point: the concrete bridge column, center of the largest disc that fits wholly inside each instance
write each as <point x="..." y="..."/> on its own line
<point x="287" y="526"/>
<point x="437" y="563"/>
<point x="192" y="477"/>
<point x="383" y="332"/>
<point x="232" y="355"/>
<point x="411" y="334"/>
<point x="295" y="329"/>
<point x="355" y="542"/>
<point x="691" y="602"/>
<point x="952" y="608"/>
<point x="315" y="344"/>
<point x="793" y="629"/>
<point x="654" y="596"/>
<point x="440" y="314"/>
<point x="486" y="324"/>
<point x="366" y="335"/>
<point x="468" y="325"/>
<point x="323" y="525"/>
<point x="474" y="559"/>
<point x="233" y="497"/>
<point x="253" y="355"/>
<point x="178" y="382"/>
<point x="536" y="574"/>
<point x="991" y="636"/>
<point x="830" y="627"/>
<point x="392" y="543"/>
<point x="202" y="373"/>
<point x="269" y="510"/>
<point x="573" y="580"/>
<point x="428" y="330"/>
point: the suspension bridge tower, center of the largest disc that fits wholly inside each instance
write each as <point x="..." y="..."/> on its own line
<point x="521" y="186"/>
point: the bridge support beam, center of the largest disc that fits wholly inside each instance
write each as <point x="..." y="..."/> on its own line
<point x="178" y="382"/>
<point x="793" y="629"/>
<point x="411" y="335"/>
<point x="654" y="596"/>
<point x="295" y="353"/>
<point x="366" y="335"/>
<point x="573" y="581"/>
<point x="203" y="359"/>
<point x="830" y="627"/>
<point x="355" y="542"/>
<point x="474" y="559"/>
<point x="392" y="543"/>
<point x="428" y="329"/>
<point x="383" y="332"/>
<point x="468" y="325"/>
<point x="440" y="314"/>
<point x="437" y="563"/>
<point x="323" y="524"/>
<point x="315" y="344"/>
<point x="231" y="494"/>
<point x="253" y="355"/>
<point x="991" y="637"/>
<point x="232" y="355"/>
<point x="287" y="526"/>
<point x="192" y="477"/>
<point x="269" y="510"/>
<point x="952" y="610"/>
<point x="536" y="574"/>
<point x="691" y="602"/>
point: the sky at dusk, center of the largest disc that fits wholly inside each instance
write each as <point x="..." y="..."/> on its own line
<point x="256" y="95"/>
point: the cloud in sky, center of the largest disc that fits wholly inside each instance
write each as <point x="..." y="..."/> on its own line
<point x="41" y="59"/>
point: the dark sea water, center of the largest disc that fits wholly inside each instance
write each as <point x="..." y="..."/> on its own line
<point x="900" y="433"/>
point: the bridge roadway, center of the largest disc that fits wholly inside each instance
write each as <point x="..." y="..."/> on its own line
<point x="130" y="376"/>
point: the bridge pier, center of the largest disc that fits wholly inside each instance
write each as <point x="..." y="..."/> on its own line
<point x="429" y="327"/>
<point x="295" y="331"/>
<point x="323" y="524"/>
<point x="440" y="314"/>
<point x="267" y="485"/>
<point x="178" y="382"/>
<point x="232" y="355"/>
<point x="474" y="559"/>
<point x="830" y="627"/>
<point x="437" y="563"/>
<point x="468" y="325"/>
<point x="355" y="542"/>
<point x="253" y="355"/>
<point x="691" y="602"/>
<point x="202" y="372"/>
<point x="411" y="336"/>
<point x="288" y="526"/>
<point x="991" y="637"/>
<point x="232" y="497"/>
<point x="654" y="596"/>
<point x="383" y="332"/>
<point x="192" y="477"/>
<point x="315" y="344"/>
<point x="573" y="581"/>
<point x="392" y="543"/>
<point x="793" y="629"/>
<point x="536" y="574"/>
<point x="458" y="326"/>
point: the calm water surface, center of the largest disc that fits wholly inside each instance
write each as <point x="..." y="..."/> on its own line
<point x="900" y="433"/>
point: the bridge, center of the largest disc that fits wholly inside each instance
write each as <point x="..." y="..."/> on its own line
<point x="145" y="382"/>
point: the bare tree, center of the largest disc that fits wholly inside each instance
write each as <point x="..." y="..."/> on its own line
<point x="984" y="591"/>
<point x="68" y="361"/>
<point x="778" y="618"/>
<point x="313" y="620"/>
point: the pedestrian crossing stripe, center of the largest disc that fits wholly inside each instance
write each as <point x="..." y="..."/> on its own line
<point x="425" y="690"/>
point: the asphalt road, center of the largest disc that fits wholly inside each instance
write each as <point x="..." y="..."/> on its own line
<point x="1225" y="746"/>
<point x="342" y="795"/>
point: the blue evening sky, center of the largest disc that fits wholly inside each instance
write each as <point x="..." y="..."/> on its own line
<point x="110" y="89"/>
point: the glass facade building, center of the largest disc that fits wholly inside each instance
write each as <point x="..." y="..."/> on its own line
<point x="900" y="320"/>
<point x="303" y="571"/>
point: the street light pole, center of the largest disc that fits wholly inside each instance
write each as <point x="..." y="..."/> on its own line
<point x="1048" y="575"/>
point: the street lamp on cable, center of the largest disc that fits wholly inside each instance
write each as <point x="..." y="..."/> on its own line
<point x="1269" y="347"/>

════════════════

*TASK DIRECTIONS*. Reproduce character for character the entries above, starting at the line that contains "point: the street light" and continuing through the last line of the entries, both included.

*SOLUTION FOR THIS TASK*.
point: the street light pole, center of the largest disc that fits wholly inside each instance
write each as <point x="..." y="..."/> on its own line
<point x="1048" y="575"/>
point: the street lamp on cable, center of the largest disc that fits wholly inside each instance
write each as <point x="..." y="..."/> on its own line
<point x="1269" y="347"/>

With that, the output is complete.